Source data:
* * *
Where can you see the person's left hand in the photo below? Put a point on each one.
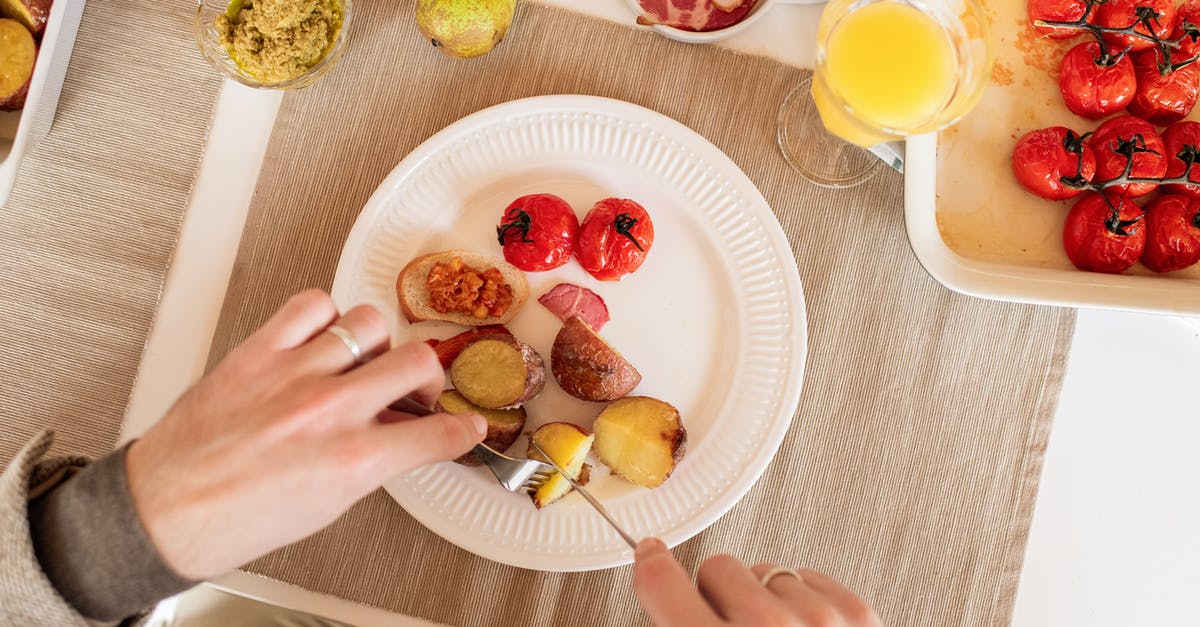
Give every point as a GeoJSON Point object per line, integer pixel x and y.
{"type": "Point", "coordinates": [285, 435]}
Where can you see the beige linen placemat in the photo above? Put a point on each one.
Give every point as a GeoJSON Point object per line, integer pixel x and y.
{"type": "Point", "coordinates": [911, 467]}
{"type": "Point", "coordinates": [87, 237]}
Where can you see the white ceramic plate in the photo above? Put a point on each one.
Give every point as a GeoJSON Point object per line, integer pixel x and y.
{"type": "Point", "coordinates": [21, 130]}
{"type": "Point", "coordinates": [714, 318]}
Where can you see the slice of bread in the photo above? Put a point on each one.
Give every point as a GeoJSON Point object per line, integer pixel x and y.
{"type": "Point", "coordinates": [414, 297]}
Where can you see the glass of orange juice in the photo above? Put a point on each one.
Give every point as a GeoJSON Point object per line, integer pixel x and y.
{"type": "Point", "coordinates": [885, 70]}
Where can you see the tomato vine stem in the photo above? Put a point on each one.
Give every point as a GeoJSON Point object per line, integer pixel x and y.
{"type": "Point", "coordinates": [1145, 15]}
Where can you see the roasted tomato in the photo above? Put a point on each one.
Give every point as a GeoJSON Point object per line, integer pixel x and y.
{"type": "Point", "coordinates": [1182, 144]}
{"type": "Point", "coordinates": [1120, 137]}
{"type": "Point", "coordinates": [1189, 39]}
{"type": "Point", "coordinates": [1168, 97]}
{"type": "Point", "coordinates": [1102, 240]}
{"type": "Point", "coordinates": [616, 236]}
{"type": "Point", "coordinates": [1057, 11]}
{"type": "Point", "coordinates": [538, 232]}
{"type": "Point", "coordinates": [1093, 87]}
{"type": "Point", "coordinates": [1125, 13]}
{"type": "Point", "coordinates": [1044, 157]}
{"type": "Point", "coordinates": [1173, 233]}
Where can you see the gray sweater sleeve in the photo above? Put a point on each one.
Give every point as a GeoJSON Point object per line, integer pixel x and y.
{"type": "Point", "coordinates": [72, 544]}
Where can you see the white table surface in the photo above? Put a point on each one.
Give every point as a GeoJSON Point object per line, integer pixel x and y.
{"type": "Point", "coordinates": [1114, 538]}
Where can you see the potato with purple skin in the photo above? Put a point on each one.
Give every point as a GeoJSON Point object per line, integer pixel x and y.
{"type": "Point", "coordinates": [587, 366]}
{"type": "Point", "coordinates": [503, 425]}
{"type": "Point", "coordinates": [498, 372]}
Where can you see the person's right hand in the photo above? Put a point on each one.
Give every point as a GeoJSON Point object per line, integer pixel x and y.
{"type": "Point", "coordinates": [726, 592]}
{"type": "Point", "coordinates": [285, 435]}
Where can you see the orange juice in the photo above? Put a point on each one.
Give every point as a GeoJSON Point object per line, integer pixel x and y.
{"type": "Point", "coordinates": [886, 66]}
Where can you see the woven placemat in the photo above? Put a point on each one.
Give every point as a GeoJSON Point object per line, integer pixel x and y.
{"type": "Point", "coordinates": [89, 231]}
{"type": "Point", "coordinates": [911, 469]}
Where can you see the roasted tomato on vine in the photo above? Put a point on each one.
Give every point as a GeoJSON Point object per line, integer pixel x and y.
{"type": "Point", "coordinates": [1173, 233]}
{"type": "Point", "coordinates": [1115, 141]}
{"type": "Point", "coordinates": [1045, 161]}
{"type": "Point", "coordinates": [1165, 95]}
{"type": "Point", "coordinates": [1159, 15]}
{"type": "Point", "coordinates": [1057, 11]}
{"type": "Point", "coordinates": [1182, 148]}
{"type": "Point", "coordinates": [1187, 28]}
{"type": "Point", "coordinates": [1101, 239]}
{"type": "Point", "coordinates": [615, 238]}
{"type": "Point", "coordinates": [538, 232]}
{"type": "Point", "coordinates": [1095, 85]}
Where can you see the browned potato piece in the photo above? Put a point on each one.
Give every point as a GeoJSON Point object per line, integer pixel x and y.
{"type": "Point", "coordinates": [503, 425]}
{"type": "Point", "coordinates": [569, 446]}
{"type": "Point", "coordinates": [640, 439]}
{"type": "Point", "coordinates": [587, 366]}
{"type": "Point", "coordinates": [498, 371]}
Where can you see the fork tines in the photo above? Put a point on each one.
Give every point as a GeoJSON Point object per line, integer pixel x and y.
{"type": "Point", "coordinates": [535, 481]}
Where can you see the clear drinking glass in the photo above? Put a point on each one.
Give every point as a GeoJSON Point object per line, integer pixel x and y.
{"type": "Point", "coordinates": [885, 70]}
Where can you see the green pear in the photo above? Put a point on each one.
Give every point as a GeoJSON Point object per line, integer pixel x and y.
{"type": "Point", "coordinates": [465, 28]}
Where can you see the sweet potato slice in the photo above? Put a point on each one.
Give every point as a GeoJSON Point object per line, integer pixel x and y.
{"type": "Point", "coordinates": [568, 445]}
{"type": "Point", "coordinates": [503, 425]}
{"type": "Point", "coordinates": [18, 52]}
{"type": "Point", "coordinates": [498, 371]}
{"type": "Point", "coordinates": [589, 368]}
{"type": "Point", "coordinates": [640, 439]}
{"type": "Point", "coordinates": [449, 348]}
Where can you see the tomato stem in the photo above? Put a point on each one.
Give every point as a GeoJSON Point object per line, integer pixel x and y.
{"type": "Point", "coordinates": [1145, 16]}
{"type": "Point", "coordinates": [623, 224]}
{"type": "Point", "coordinates": [521, 222]}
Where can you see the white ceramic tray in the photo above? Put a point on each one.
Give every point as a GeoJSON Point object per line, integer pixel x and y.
{"type": "Point", "coordinates": [977, 232]}
{"type": "Point", "coordinates": [714, 320]}
{"type": "Point", "coordinates": [21, 130]}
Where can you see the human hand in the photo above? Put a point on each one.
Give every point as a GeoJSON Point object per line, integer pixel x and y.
{"type": "Point", "coordinates": [726, 592]}
{"type": "Point", "coordinates": [285, 435]}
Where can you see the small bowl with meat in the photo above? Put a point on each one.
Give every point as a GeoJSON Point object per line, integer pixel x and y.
{"type": "Point", "coordinates": [699, 21]}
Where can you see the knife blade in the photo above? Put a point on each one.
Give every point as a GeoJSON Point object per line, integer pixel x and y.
{"type": "Point", "coordinates": [587, 496]}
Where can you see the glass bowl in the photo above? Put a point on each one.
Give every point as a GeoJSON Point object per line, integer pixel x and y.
{"type": "Point", "coordinates": [217, 57]}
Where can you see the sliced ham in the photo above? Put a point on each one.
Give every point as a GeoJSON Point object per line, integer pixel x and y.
{"type": "Point", "coordinates": [695, 15]}
{"type": "Point", "coordinates": [568, 300]}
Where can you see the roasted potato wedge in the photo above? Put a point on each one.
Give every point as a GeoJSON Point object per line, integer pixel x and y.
{"type": "Point", "coordinates": [498, 371]}
{"type": "Point", "coordinates": [640, 439]}
{"type": "Point", "coordinates": [503, 425]}
{"type": "Point", "coordinates": [569, 446]}
{"type": "Point", "coordinates": [589, 368]}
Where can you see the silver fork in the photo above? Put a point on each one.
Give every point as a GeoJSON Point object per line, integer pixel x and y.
{"type": "Point", "coordinates": [515, 475]}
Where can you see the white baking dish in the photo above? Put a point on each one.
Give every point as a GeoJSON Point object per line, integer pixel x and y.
{"type": "Point", "coordinates": [21, 130]}
{"type": "Point", "coordinates": [1054, 285]}
{"type": "Point", "coordinates": [977, 232]}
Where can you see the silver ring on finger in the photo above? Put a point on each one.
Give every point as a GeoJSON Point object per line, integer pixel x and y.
{"type": "Point", "coordinates": [348, 340]}
{"type": "Point", "coordinates": [775, 572]}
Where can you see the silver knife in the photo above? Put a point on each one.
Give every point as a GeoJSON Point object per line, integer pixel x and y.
{"type": "Point", "coordinates": [629, 539]}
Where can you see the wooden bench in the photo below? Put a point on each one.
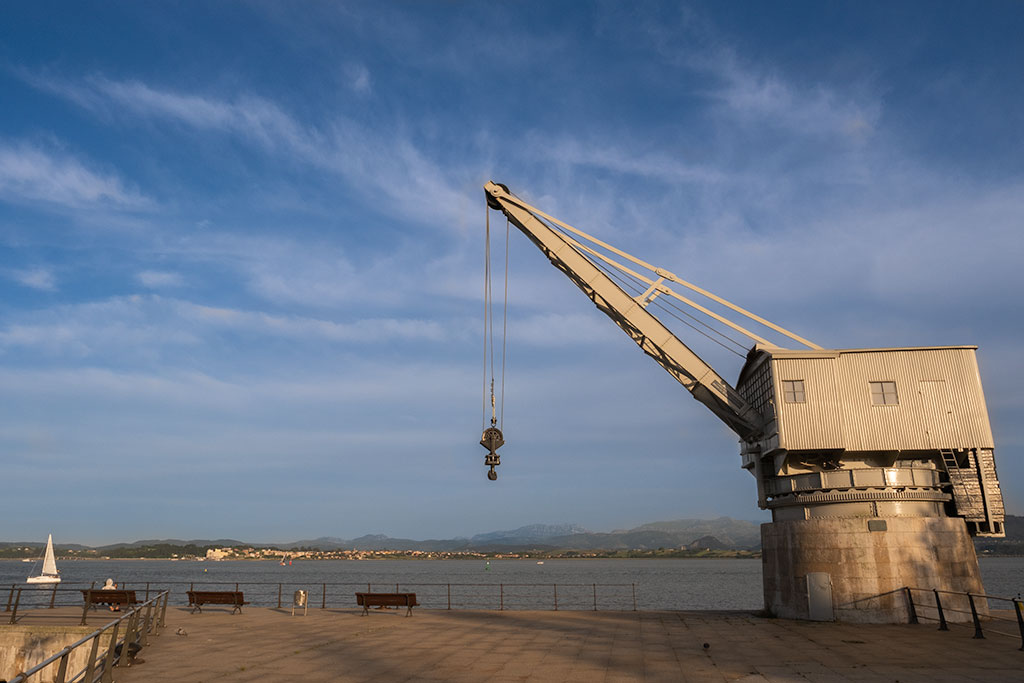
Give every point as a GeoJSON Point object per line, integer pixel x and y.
{"type": "Point", "coordinates": [199, 598]}
{"type": "Point", "coordinates": [95, 596]}
{"type": "Point", "coordinates": [368, 600]}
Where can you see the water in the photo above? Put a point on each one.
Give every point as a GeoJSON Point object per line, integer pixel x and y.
{"type": "Point", "coordinates": [574, 584]}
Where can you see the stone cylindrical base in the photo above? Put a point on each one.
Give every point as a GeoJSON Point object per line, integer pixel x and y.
{"type": "Point", "coordinates": [869, 562]}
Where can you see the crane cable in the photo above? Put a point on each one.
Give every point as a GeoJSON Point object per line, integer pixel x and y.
{"type": "Point", "coordinates": [493, 438]}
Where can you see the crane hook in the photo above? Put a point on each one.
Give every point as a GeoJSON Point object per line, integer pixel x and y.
{"type": "Point", "coordinates": [492, 440]}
* * *
The problem | Set down exactly, from the line that contains "Where can you see the white baking" through the last line of the data, each line as it stands, and leave the pictures out.

Response |
Where can you see the white baking dish in the photo above? Put a point on each one.
Give every point as a GeoJSON Point object per line, integer pixel x and y.
{"type": "Point", "coordinates": [21, 130]}
{"type": "Point", "coordinates": [1054, 285]}
{"type": "Point", "coordinates": [977, 232]}
Where can you see the silver ring on finger in the photo above? Put a point on each one.
Give every point as a GeoJSON Point object per line, integer pixel x and y.
{"type": "Point", "coordinates": [348, 340]}
{"type": "Point", "coordinates": [775, 572]}
Where can you see the silver knife in the photo above? Put a point on each one.
Give every point as a GeoJSON Point object per line, integer pixel x and y.
{"type": "Point", "coordinates": [629, 539]}
Where can you see the wooden bench in the photo below? Put a point on each one.
Give every point as a GeoJSON Point object per line, integer pixel x and y.
{"type": "Point", "coordinates": [199, 598]}
{"type": "Point", "coordinates": [95, 596]}
{"type": "Point", "coordinates": [368, 600]}
Where can you see the water in the photo above? Put a point on each one.
Give every point as a GeoJSON Point object per line, integer pixel x and y.
{"type": "Point", "coordinates": [574, 584]}
Where can you see the stone cylindrical base in the photo above? Put a point on each one.
Give every point as a GeoJSON Point object per line, integer pixel x and y.
{"type": "Point", "coordinates": [869, 562]}
Where can you see the crane cable in the photo above? Put a point on each one.
Give every point as a GeoJSON Point object per line, integer pixel x and y.
{"type": "Point", "coordinates": [493, 438]}
Where can you see the crane hook in the photo above? Put a point on each one.
Give every point as a GeoJSON Point object per line, integer pixel x and y.
{"type": "Point", "coordinates": [492, 440]}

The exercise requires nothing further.